■ **WHAT IS REQUIRED**: Search the entries below for "stone", and copy each line where it appears.

(EXERCISE MATERIALS Opens)

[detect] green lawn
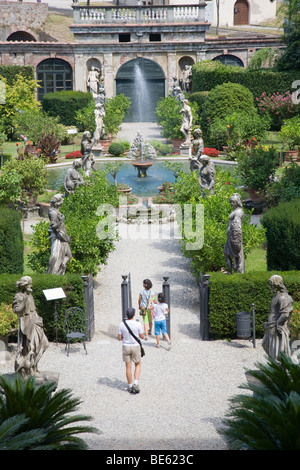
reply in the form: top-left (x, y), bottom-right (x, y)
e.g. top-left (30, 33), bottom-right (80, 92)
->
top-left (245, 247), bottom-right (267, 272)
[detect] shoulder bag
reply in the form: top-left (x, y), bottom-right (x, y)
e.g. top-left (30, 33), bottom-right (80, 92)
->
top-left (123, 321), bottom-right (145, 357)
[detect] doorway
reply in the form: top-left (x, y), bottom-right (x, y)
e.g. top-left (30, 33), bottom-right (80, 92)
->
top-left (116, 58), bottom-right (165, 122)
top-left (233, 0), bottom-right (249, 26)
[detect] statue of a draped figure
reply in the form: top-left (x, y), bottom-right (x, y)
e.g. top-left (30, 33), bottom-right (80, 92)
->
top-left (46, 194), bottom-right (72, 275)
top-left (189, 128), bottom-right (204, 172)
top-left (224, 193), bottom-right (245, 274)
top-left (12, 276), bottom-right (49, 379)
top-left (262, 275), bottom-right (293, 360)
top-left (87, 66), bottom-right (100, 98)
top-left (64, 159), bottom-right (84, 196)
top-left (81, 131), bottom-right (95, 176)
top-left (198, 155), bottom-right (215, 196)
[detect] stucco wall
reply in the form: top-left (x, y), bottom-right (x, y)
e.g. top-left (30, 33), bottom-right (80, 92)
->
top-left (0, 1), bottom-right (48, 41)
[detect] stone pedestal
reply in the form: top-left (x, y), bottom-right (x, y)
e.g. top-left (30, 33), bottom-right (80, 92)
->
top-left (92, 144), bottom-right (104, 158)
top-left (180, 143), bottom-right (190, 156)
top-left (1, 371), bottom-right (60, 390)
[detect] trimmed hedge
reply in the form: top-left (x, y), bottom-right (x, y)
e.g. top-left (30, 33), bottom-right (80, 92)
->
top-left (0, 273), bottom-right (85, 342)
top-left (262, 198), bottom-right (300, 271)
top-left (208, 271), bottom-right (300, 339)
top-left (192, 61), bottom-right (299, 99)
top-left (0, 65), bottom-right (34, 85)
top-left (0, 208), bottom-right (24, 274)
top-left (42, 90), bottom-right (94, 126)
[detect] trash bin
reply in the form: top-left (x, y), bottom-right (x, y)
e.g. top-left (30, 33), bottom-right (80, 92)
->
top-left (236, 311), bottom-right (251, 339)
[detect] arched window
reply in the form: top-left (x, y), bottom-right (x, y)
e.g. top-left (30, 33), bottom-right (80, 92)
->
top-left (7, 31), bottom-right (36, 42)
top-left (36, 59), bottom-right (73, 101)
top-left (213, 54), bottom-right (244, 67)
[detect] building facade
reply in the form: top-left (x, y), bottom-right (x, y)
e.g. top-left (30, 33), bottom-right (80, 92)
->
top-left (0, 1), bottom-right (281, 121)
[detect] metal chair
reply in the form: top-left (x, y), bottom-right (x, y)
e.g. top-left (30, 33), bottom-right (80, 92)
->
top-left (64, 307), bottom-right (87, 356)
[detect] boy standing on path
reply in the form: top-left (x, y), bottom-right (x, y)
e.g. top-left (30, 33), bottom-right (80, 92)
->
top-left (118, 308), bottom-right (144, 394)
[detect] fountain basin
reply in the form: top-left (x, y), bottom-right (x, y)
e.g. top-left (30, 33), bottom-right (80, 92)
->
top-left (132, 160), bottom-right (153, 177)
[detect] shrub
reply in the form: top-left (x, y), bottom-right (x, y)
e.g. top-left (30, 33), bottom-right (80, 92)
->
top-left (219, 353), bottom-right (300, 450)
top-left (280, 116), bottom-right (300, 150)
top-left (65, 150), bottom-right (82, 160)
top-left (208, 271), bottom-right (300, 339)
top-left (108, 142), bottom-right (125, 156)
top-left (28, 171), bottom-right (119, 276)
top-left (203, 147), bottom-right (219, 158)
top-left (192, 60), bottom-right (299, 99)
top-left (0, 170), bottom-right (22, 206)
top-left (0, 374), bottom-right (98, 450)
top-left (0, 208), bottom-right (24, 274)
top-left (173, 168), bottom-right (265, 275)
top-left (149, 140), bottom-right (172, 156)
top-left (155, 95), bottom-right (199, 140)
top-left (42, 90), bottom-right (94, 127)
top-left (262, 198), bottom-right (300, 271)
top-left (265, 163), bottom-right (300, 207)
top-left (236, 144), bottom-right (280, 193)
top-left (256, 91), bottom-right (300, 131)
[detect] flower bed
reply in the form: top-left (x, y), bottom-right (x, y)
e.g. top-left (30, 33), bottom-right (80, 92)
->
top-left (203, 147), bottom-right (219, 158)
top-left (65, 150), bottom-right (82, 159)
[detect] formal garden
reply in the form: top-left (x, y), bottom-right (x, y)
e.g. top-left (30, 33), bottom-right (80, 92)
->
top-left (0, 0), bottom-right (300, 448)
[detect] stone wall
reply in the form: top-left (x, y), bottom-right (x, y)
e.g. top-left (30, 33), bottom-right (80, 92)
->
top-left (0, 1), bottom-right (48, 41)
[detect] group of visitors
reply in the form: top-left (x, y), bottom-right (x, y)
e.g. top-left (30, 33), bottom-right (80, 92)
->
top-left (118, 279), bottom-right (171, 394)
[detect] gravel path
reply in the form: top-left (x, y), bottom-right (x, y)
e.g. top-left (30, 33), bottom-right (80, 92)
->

(EXERCISE MATERIALS Closes)

■ **COMPLETED TASK**:
[detect] stone pedestal
[detect] stone wall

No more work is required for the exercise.